## EXERCISE INSTRUCTIONS
Only one stretch of the listing below is wanted. Give it again exactly, from the line with "Practice. Spot the french" through the line with "Practice. Spot the ornamental".

## LISTED RECORDS

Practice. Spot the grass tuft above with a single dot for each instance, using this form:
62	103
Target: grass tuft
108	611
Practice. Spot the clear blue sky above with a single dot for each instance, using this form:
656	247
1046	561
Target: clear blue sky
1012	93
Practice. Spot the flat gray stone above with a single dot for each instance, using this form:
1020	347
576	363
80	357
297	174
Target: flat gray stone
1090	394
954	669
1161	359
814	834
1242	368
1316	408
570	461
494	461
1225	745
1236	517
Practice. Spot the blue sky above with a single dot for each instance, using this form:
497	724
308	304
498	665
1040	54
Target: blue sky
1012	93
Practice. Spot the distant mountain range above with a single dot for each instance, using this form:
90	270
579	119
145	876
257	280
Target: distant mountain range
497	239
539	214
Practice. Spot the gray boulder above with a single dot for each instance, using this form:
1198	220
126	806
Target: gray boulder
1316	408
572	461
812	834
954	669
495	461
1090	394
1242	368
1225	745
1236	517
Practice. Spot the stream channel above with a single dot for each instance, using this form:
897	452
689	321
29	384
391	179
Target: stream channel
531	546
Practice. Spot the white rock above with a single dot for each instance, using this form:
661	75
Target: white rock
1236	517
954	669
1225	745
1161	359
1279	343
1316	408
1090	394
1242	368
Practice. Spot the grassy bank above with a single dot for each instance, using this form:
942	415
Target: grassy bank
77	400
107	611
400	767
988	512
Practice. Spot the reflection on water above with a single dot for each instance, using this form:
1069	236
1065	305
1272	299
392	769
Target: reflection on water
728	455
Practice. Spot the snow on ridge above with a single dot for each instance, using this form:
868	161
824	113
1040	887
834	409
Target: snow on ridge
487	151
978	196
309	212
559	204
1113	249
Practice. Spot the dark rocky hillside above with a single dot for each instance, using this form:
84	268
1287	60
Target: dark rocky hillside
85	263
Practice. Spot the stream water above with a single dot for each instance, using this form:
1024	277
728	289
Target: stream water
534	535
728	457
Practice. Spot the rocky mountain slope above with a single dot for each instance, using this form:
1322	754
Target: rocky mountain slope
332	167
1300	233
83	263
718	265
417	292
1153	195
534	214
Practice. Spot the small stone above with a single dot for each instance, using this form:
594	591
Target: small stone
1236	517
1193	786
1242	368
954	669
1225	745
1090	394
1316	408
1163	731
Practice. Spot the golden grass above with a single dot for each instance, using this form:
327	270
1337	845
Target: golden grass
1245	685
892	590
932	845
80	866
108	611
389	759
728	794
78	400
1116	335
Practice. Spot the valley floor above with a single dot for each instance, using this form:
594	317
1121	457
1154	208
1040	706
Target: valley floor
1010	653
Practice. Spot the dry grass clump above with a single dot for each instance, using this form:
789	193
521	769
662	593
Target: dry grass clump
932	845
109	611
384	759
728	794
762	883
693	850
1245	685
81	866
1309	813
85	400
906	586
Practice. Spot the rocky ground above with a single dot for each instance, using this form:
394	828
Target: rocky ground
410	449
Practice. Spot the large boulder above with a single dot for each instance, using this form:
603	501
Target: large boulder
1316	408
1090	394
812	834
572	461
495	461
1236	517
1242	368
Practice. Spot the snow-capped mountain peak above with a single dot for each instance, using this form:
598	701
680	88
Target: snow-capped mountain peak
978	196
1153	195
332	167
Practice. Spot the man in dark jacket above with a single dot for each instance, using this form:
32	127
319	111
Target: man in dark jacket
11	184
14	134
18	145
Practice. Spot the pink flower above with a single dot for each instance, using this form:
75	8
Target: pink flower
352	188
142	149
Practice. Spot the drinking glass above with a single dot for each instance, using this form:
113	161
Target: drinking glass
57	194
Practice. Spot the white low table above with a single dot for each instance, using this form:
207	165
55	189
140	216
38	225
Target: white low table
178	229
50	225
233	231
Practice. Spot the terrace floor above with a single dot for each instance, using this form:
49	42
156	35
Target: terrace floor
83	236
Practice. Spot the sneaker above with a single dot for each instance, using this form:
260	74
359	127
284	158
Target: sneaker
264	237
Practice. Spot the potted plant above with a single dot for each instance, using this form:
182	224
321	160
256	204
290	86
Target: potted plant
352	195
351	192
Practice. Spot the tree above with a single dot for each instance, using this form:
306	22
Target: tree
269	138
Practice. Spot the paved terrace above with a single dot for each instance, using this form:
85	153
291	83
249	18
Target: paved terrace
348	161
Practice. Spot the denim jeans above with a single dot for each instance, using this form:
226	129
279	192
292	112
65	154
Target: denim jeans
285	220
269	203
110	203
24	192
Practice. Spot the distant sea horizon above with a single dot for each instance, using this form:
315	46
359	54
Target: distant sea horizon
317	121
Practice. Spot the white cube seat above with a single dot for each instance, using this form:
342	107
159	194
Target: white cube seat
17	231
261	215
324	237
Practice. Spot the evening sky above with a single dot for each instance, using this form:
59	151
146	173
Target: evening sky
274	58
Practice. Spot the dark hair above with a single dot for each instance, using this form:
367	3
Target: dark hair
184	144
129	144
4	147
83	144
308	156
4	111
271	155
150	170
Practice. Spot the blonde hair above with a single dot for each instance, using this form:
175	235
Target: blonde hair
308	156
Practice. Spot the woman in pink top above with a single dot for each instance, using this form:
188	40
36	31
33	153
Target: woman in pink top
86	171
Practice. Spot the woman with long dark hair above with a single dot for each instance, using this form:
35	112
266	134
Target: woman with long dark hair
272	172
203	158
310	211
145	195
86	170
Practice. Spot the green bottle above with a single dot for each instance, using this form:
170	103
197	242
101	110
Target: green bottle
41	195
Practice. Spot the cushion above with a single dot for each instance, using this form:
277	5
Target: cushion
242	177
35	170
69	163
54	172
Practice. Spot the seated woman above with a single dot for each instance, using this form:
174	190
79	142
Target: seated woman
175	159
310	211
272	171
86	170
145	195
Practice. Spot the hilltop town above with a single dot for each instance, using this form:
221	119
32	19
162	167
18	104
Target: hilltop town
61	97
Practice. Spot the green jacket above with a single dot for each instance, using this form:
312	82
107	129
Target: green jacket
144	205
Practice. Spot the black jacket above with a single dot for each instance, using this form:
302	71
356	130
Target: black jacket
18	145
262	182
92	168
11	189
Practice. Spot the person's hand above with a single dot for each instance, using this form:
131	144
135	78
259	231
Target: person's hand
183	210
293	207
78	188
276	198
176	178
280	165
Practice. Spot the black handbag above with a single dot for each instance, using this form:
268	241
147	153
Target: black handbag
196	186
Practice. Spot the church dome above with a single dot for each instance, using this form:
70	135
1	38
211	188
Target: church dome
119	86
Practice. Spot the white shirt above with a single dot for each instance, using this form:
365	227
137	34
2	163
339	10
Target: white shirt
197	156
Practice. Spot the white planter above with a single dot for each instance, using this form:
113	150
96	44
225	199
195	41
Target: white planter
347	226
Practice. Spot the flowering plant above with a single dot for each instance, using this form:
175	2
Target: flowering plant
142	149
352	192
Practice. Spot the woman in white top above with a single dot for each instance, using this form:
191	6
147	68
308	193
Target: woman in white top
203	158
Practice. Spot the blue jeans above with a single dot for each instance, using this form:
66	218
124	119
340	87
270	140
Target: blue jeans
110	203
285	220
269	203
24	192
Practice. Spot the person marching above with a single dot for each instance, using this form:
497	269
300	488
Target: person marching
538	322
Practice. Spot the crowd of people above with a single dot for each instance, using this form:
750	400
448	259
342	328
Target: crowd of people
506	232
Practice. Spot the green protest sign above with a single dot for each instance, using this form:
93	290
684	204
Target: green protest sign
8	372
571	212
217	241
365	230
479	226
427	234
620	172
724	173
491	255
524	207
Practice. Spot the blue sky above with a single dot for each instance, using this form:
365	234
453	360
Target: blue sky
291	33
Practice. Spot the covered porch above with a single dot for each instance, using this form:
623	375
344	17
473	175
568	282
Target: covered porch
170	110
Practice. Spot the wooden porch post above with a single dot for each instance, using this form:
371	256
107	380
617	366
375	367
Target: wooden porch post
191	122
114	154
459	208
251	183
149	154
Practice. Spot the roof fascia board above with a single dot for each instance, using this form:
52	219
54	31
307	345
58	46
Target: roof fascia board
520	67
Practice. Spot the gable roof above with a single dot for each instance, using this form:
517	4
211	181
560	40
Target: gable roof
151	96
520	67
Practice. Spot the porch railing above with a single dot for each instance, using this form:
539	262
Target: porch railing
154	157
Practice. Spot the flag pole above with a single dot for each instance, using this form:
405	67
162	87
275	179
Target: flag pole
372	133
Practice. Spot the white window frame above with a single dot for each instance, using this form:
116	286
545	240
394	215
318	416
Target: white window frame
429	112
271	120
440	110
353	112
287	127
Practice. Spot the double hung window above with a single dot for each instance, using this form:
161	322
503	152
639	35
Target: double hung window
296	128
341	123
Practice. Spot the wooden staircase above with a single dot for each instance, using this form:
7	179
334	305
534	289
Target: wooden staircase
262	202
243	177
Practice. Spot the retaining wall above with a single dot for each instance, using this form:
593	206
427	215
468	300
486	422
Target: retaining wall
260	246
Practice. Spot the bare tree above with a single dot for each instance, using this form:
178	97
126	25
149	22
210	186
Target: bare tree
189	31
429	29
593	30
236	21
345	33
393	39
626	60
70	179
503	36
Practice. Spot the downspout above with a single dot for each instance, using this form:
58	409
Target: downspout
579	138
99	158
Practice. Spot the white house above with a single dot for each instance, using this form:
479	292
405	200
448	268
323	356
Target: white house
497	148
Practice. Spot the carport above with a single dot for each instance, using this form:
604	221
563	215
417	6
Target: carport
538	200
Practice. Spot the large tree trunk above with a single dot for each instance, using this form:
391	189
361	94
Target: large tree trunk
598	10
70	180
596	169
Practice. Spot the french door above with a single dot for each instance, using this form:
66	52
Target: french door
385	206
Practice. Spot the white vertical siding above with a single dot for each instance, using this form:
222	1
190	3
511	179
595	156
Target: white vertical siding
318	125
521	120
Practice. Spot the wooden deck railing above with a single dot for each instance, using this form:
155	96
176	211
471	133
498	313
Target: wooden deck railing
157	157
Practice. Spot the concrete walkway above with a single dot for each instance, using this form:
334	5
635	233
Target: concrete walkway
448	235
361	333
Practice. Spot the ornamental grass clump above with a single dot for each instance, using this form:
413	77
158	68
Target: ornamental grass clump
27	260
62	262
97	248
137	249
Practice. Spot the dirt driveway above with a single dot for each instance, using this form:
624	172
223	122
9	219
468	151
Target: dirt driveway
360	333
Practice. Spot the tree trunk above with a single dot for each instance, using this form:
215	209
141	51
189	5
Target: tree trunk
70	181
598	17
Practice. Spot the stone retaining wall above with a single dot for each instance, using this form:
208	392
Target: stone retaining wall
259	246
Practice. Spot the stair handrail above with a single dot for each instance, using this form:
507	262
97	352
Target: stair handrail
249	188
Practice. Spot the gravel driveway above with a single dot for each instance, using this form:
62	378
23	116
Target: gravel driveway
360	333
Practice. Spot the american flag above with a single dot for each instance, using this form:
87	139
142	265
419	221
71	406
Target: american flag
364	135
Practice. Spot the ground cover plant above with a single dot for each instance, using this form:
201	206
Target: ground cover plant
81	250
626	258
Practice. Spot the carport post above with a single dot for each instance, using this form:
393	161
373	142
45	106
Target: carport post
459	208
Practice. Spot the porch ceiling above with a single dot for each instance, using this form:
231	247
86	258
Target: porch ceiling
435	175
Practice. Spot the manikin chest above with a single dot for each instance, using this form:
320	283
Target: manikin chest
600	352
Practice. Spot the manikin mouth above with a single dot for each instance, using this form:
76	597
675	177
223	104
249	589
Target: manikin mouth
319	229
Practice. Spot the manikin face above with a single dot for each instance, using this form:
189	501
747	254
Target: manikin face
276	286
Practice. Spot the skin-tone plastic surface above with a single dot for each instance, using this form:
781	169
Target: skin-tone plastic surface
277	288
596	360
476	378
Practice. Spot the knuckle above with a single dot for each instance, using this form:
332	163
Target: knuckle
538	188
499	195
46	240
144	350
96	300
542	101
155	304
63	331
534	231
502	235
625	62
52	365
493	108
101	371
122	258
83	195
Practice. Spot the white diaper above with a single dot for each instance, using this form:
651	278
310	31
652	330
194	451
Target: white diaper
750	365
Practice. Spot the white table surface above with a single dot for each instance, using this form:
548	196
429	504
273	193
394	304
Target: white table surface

## SOLUTION FOR THIS TASK
Practice. Spot the french door above with a single dot for each instance, using this form:
66	52
Target: french door
385	206
Practice. Spot the white vertical siding above with a single dot for each instance, using this form:
222	1
190	3
511	179
595	156
Target: white vertical siding
318	125
521	120
Practice. Spot the wooden deck railing above with a single dot for each instance, using this form:
155	96
176	211
471	133
498	313
Target: wooden deck railing
157	157
Practice. Spot the concrete walkway above with a single dot for each instance, using this form:
334	5
635	233
Target: concrete walkway
448	235
361	333
Practice. Spot the ornamental grass clump above with a single dot for each instance, using this form:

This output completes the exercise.